GIVEN EXERCISE A:
In the passage below, which House committee does Rep. Seth Moulton serve on?

—————

But that never sat well with more experienced veterans in Congress. “The idea that wreckage from one small boat in a vast ocean is a hazard to marine traffic is patently absurd, and killing survivors is blatantly illegal,” said Rep. Seth Moulton (D-MA), a Marine Corps veteran serving on the House Armed Services Committee. “Mark my words: It may take some time, but Americans will be prosecuted for this, either as a war crime or outright murder.”
**A mini-Nuremberg?
While Hegseth and whoever else participated in the killings won’t initially be on trial, congressional hearings could rise to the level of high international drama. After all, the question will be whether the U.S. Secretary of Defense is either a war criminal, a murderer or both.
A few key things to watch for. The former Southern Command leader, Admiral Alvin Holsey, announced back in mid-October that he was resigning from his office not even a full year into his term. That raised alarms over what could be driving such a move, but now we have more clues—and more questions. What did Admiral Holsey know about Hegseth’s orders? Was his resignation in connection with the second strike? The timing certainly suggests a link.
Then there are the two sources cited within the Washington Post’s reporting who confirmed that Hegseth gave the no quarter kill order, as well as everyone under Hegseth who carried out the illegal instruction. Those under Hegseth may be justifiably concerned about their own criminal liability, particularly those who ultimately pulled the trigger. Depending on the circumstances, it might be possible for Congress to offer limited immunity to those in the know in order to overcome their Fifth Amendment assertions.

—————

GIVEN EXERCISE B:
Copy the entries below word for word, from the line with "dog's front leg" up to and including the last line of the entries.

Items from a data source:
—————

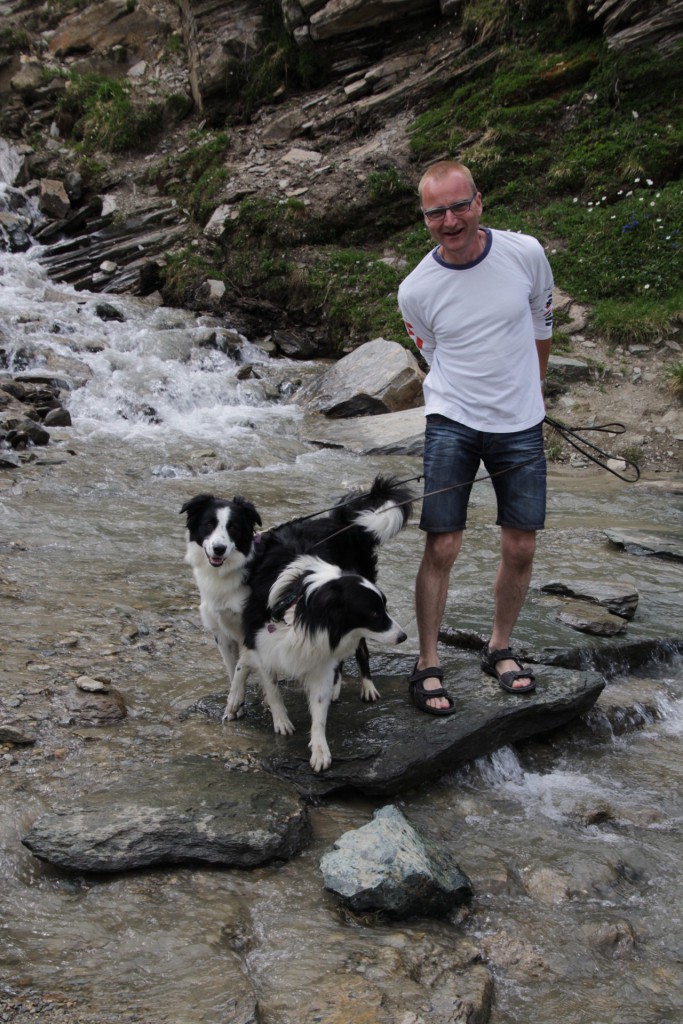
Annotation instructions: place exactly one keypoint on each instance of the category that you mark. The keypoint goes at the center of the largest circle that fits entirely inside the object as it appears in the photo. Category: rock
(590, 619)
(104, 26)
(193, 810)
(16, 735)
(628, 26)
(338, 17)
(388, 747)
(387, 865)
(95, 709)
(389, 433)
(11, 163)
(612, 938)
(621, 599)
(378, 377)
(563, 370)
(53, 199)
(108, 311)
(659, 544)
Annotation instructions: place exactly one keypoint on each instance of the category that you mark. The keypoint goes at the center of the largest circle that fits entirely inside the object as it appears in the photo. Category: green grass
(567, 140)
(583, 148)
(105, 117)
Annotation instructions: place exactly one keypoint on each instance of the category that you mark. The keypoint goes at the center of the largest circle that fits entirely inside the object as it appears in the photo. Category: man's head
(452, 208)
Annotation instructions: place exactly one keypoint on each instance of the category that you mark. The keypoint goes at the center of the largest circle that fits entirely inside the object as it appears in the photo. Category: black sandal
(489, 658)
(420, 696)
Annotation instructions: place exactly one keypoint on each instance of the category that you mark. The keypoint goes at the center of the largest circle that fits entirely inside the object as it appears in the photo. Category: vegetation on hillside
(580, 145)
(572, 142)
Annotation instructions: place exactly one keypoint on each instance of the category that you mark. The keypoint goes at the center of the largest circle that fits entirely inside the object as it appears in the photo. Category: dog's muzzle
(216, 557)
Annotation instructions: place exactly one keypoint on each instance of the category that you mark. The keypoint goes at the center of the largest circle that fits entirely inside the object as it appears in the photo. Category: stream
(571, 842)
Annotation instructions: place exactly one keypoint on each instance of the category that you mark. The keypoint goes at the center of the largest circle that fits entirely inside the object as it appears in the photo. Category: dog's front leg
(368, 689)
(235, 707)
(319, 694)
(273, 698)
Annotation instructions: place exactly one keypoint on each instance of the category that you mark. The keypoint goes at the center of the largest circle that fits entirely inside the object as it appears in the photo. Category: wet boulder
(388, 865)
(378, 377)
(193, 810)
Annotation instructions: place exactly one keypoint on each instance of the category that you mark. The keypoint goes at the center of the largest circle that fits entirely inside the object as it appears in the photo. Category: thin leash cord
(587, 449)
(570, 434)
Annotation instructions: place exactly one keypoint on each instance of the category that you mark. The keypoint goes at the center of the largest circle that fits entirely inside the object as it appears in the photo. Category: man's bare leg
(514, 573)
(431, 591)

—————

CORRECT RESPONSE A:
The House Armed Services Committee.

CORRECT RESPONSE B:
Annotation instructions: place exactly one keypoint on each instance of the category that you mark. The keypoint goes at the center of the largest circle that fits entirely inside the object as it appears in the photo. Category: dog's front leg
(368, 689)
(235, 707)
(319, 694)
(273, 698)
Annotation instructions: place exactly one keypoint on each instance of the category that you mark. The keypoint goes at the center of the largest circle that fits entirely inside the object as it appears in the photo. Category: wet boulder
(388, 865)
(378, 377)
(193, 810)
Annotation instructions: place exactly one keypoint on each instance of the category that you mark. The keypoint goes at the center of the largest circle that fits entirely inside the object as it appears in the photo. Category: thin leash cord
(587, 449)
(570, 434)
Annotation instructions: place exactly one keypoint on each instance of the category that you mark. The keypoint goes at the center of the largest circle that fits entirely inside the object as it appears in the photo. Category: man's bare leg
(514, 573)
(431, 591)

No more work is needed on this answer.